## GIVEN EXERCISE
Rewrite the records from the line containing "find zebra's jaw" through the end, with every "dirt ground" changed to "bare soil". Leave everything else as it stands.

## Pointing records
==============================

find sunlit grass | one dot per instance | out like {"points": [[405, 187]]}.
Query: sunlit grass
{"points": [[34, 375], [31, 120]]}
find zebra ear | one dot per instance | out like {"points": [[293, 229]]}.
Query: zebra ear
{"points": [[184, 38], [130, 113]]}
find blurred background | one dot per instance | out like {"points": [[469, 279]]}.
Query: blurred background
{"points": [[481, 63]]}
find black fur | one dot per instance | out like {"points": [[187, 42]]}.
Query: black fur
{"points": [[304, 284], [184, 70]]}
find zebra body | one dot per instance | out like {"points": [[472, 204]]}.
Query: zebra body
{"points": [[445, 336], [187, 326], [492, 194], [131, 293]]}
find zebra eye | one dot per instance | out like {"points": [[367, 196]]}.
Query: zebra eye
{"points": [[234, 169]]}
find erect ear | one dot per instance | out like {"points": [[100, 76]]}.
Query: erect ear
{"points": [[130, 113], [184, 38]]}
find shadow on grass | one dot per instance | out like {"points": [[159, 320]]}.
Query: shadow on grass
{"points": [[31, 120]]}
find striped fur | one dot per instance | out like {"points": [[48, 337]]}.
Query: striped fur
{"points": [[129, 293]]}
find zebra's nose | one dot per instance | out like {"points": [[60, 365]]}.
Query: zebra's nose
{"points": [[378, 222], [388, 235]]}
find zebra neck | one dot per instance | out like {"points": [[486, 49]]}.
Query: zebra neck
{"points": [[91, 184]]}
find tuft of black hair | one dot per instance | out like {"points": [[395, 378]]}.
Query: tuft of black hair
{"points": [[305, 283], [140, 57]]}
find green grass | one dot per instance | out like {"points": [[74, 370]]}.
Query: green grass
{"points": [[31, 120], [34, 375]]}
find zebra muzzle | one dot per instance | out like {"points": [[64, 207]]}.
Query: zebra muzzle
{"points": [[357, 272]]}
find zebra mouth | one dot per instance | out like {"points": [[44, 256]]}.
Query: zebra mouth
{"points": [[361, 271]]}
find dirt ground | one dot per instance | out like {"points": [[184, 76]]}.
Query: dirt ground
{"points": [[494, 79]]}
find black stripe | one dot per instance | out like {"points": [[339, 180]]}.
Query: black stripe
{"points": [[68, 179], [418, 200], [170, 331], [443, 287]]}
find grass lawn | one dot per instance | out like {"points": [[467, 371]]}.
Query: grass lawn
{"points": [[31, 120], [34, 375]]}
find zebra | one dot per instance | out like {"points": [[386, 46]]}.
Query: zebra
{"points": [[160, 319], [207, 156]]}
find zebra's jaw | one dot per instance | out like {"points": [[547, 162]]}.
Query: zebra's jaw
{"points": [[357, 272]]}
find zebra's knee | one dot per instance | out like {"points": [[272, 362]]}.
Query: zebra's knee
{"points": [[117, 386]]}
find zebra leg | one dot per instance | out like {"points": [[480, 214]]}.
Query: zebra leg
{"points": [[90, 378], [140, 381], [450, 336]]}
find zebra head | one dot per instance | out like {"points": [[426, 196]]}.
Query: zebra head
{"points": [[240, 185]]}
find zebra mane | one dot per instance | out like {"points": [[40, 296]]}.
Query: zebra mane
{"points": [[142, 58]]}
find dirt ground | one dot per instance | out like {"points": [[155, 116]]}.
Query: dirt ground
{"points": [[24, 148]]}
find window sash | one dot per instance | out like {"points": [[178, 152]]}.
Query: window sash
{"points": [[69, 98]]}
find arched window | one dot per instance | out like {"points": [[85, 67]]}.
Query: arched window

==============================

## ANSWER TO THIS EXERCISE
find zebra's jaw | one dot per instance | out like {"points": [[547, 162]]}.
Query: zebra's jaw
{"points": [[357, 272]]}
find zebra's knee | one dot per instance | out like {"points": [[272, 362]]}.
Query: zebra's knee
{"points": [[117, 386]]}
find zebra leg | one dot per instance | out like {"points": [[480, 214]]}.
Query: zebra leg
{"points": [[90, 378], [140, 381], [450, 336]]}
find zebra head | one dot per instance | out like {"points": [[426, 196]]}.
Query: zebra head
{"points": [[240, 185]]}
find zebra mane | one dot per instance | out like {"points": [[40, 296]]}.
Query: zebra mane
{"points": [[142, 58]]}
find bare soil | one dot per instance | out like {"points": [[155, 116]]}.
Query: bare soil
{"points": [[24, 148]]}
find window sash | one dot per instance | out like {"points": [[178, 152]]}.
Query: window sash
{"points": [[69, 98]]}
find arched window | one dot per instance | out like {"points": [[85, 67]]}.
Query: arched window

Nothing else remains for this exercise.